• [Given passage]
Subscribers can look forward to new and unusual vegetables such as kohlrabi, chioggia beets, leeks, Yellow Finn, purple and other varietal potatoes, Easter Egg radishes and savoy cabbage, along with the old standards like carrots, Swiss chard, cabbage, cauliflower, broccoli, turnips, onions, celery, spinach, zucchini, etc., fresh herb bouquets (including chives, marjoram, parsley, oregano, sage, basil), salad greens (including arugula, mizuna, and an assortment of lettuces and mustards), and even a share of the apple harvest!

Also included with every delivery is a newsletter identifying its contents and recipes to give you ideas for preparing the vegetables provided that week, especially the more unusual ones.


SUBSCRIPTIONS STILL AVAIBLABLE FOR THE 2011!

Enrollment Forms:
Please email info@arcticorganics.com or call (907) 746-1087 to give us your mailing address, and we will mail you the enrollment form. Enrollments are done by regular mail. New subscribers will be taken on a first come basis.

• [Required action A]
About the farm subscription text:
(i) Besides vegetables, what comes with every delivery?
(ii) What phone number can you call to request the enrollment form?
(iii) By what means are enrollments done?
• [Required action B] Which herbs does the farm subscription text list for the fresh herb bouquets?
• [Required action C] Can you copy the part of the farm subscription text that opens with the words containing "Subscribers can look" and closes with "FOR THE 2011!"?

• [Raw data]
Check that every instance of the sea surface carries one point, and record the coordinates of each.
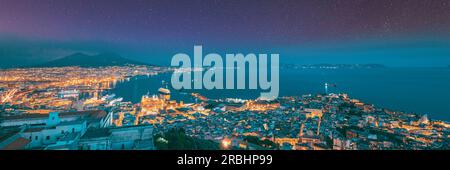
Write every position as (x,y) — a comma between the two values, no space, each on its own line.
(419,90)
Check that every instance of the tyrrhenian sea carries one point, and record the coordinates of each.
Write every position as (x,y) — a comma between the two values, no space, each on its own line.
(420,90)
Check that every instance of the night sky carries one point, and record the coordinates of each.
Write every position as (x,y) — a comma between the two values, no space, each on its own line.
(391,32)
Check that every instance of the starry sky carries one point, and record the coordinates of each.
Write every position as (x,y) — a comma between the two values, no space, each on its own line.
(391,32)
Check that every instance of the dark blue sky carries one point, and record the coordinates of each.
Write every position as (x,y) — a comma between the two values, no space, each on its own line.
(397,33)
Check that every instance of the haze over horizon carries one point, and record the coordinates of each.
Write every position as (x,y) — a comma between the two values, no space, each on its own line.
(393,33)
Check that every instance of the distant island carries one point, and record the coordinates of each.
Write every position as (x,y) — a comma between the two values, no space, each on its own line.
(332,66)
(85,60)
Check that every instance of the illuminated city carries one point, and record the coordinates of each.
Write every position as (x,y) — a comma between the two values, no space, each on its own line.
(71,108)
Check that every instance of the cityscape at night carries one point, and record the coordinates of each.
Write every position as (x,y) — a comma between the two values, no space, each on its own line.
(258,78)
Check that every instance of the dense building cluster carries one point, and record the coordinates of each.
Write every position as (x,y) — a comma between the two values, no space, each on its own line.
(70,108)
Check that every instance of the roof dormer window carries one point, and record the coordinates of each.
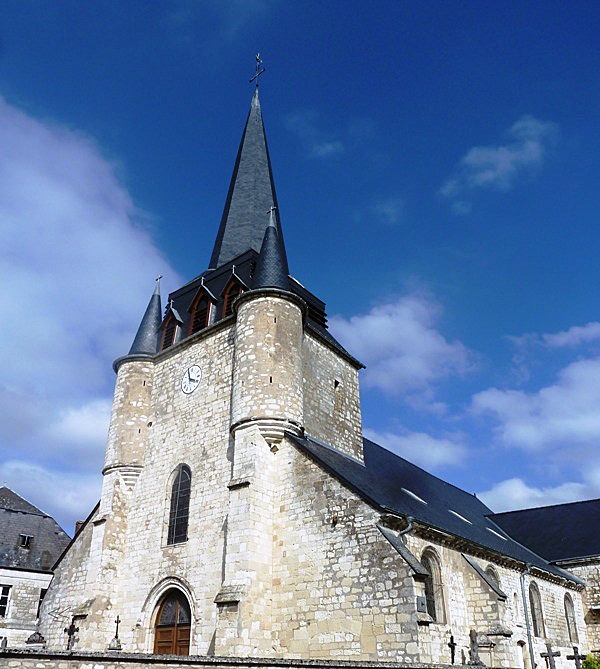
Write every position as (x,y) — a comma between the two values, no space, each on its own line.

• [Exercise output A]
(i) A newsletter identifying the delivery's contents, with recipes.
(ii) (907) 746-1087
(iii) By regular mail.

• [Exercise output B] Chives, marjoram, parsley, oregano, sage, basil

• [Exercise output C]
Subscribers can look forward to new and unusual vegetables such as kohlrabi, chioggia beets, leeks, Yellow Finn, purple and other varietal potatoes, Easter Egg radishes and savoy cabbage, along with the old standards like carrots, Swiss chard, cabbage, cauliflower, broccoli, turnips, onions, celery, spinach, zucchini, etc., fresh herb bouquets (including chives, marjoram, parsley, oregano, sage, basil), salad greens (including arugula, mizuna, and an assortment of lettuces and mustards), and even a share of the apple harvest!

Also included with every delivery is a newsletter identifying its contents and recipes to give you ideas for preparing the vegetables provided that week, especially the more unusual ones.


SUBSCRIPTIONS STILL AVAIBLABLE FOR THE 2011!